SUPPLIED DATA:
********

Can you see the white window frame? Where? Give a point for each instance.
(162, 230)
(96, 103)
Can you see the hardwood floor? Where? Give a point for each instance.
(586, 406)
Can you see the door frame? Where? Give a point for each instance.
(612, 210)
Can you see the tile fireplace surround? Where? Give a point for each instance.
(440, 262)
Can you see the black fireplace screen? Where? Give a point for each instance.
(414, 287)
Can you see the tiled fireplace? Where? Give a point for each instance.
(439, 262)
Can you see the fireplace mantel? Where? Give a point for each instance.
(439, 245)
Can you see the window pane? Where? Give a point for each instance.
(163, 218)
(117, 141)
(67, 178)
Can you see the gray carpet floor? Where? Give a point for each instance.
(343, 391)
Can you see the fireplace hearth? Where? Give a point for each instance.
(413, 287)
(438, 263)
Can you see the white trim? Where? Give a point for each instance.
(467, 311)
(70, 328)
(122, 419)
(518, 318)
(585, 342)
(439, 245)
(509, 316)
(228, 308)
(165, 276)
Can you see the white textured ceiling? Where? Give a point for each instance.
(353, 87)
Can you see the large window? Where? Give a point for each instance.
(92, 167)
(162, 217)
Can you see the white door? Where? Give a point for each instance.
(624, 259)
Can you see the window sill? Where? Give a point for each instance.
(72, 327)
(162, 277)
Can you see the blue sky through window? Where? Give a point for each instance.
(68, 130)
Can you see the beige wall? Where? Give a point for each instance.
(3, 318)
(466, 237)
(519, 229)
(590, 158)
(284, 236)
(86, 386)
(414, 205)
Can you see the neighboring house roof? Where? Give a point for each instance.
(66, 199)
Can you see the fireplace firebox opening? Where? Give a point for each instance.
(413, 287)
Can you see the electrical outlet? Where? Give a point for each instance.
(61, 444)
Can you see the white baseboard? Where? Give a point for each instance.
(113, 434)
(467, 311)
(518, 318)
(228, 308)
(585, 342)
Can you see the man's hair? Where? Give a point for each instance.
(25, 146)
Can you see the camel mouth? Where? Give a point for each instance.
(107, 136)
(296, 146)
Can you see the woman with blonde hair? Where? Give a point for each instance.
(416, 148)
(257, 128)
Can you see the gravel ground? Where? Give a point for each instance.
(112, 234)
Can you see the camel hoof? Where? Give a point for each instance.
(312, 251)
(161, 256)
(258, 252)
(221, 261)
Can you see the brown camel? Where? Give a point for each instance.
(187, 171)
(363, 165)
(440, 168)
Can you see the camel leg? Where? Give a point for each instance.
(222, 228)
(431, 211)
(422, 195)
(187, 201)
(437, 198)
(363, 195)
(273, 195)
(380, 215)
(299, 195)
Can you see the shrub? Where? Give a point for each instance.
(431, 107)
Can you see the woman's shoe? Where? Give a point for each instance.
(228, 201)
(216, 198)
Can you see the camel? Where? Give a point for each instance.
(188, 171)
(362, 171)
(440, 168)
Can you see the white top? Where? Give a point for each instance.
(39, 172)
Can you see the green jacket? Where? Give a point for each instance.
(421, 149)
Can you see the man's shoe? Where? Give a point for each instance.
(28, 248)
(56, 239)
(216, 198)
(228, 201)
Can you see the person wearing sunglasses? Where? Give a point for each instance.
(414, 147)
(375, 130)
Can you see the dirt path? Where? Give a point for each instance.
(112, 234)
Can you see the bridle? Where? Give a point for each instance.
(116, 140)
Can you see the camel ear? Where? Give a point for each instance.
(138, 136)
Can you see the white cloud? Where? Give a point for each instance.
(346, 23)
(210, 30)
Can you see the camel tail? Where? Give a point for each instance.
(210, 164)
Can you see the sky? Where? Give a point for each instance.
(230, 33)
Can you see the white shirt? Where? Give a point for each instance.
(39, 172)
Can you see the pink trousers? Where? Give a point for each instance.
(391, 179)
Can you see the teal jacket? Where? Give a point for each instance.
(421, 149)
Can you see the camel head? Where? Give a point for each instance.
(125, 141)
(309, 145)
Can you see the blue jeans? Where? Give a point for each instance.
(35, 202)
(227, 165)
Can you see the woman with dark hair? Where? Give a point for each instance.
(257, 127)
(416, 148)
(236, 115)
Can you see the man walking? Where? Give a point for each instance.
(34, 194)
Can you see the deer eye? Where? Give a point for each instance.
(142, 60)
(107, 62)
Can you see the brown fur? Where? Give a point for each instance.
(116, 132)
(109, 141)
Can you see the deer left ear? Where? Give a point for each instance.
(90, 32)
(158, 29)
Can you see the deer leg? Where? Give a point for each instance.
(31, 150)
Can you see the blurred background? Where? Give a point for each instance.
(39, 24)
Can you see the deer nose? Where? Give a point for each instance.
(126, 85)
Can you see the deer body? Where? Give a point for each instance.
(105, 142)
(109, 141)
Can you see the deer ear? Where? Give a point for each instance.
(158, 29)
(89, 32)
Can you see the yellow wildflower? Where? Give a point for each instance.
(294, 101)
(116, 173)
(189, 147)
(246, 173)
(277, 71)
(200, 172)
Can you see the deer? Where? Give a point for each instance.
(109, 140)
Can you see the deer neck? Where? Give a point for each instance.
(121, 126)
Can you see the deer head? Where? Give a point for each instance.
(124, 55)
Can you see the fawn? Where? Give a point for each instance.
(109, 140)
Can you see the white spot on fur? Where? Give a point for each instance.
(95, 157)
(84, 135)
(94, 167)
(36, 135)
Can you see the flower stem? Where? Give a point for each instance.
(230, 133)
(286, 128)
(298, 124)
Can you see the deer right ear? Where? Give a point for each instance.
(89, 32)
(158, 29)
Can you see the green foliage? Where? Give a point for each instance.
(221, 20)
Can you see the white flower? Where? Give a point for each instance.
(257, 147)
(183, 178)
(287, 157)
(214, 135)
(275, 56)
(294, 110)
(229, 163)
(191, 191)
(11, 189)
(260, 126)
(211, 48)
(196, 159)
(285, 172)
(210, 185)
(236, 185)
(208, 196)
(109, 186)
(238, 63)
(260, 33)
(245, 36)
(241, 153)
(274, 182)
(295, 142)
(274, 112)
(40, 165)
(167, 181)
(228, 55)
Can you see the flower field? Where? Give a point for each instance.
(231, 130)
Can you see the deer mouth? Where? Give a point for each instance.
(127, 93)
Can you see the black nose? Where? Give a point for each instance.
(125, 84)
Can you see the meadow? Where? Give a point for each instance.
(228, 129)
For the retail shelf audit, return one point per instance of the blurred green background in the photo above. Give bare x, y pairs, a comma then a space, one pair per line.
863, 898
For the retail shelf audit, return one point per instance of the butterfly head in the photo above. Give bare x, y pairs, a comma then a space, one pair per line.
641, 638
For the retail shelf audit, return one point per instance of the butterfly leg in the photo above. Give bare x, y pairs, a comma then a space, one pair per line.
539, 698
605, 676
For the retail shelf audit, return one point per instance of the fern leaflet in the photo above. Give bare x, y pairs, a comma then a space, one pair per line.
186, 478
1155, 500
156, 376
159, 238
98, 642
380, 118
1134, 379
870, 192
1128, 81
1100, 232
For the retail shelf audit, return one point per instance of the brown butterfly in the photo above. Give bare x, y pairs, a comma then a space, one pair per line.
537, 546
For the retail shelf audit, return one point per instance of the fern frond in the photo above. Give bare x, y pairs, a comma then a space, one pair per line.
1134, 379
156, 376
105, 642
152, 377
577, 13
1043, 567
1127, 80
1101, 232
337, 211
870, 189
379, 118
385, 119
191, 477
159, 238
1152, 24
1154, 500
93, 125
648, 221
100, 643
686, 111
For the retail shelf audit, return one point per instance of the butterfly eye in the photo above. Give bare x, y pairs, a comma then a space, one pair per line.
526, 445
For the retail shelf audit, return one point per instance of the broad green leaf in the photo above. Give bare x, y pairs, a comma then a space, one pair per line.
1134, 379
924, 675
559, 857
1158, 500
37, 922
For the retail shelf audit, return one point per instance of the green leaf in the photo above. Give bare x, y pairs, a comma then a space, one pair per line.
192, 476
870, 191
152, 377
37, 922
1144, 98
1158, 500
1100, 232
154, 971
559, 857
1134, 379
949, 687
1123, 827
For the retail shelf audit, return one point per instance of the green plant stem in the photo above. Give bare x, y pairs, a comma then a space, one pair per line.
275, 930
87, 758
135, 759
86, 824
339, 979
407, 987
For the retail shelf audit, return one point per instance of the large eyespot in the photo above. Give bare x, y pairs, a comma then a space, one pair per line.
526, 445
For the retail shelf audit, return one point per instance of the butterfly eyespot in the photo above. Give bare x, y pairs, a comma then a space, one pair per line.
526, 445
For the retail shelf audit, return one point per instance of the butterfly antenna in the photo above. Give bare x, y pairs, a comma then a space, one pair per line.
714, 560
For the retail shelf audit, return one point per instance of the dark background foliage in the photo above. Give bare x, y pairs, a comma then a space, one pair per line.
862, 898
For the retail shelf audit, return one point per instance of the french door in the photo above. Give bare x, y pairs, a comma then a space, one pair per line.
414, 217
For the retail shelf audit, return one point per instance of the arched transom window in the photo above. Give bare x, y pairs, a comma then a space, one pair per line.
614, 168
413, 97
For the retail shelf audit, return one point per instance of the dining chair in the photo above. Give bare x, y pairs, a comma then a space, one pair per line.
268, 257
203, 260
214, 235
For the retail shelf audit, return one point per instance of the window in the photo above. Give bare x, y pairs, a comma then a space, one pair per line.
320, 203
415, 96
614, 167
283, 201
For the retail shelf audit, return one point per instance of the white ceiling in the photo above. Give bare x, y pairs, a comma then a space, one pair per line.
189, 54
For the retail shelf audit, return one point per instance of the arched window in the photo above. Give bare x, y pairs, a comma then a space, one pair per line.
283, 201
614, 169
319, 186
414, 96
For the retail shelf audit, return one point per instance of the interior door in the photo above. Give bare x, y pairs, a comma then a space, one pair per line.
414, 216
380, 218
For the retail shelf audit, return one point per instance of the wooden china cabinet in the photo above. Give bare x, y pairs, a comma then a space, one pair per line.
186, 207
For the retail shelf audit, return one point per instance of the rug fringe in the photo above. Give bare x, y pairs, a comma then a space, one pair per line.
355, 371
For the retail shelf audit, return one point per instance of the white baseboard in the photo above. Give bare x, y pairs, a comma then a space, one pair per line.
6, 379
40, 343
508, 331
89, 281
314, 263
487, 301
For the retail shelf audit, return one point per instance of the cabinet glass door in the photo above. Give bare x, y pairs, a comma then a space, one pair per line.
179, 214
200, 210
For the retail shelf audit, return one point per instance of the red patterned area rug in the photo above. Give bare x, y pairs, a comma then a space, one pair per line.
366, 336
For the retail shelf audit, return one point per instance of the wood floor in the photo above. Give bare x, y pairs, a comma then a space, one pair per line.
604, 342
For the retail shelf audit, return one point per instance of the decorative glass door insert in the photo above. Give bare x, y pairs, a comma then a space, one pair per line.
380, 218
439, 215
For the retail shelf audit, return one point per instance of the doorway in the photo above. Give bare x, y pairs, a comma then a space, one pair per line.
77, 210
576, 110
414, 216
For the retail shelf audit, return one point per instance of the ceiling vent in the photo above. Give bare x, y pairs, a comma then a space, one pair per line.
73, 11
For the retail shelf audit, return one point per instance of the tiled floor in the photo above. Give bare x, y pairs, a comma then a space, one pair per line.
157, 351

********

WHAT YOU WILL DO:
Your answer should hold exactly the lines from the one containing "white baseboard in" to the last line of the data, both included, and no others.

RESPONSE TO THE TASK:
For the retail shelf audit, return one point per instance of the white baseboard in the photo above. Give bare x, y pairs, a comma then a space, one pair per line.
6, 379
40, 343
508, 331
89, 281
314, 263
487, 301
For the retail shelf audit, return one point per instance of the cabinet glass door in the photo above. Give bare x, y pairs, a comma then a space, one pair per line.
179, 214
200, 210
For the retail shelf audit, return one point per instance of the red patterned area rug in the photo above. Give bare x, y pairs, a comma then a space, one pair per line.
366, 336
For the retail shelf audit, return one point per instance of the wood floor in the photo above. Give bare x, y pairs, a comma then a space, one pair per line.
604, 342
For the retail shelf audit, return one point per instance of the decorative glass door insert in the photo above. Give bare x, y pairs, a comma then a space, one pair per line.
380, 218
439, 215
For the retail shelf audit, return one point per instance of the doorway in the photo above. Give bare x, y pairs, a comma then a space, one pair per line.
77, 210
576, 110
414, 216
For the retail shelf audit, return one point per instance of the ceiling vent in the photo above. Give bare x, y pairs, a comma then a space, one pair per line.
73, 11
For the retail shelf audit, return one point per instance of the tiled floor in the photo above. Give bare x, y pairs, a comma then a space, one pair per line.
157, 351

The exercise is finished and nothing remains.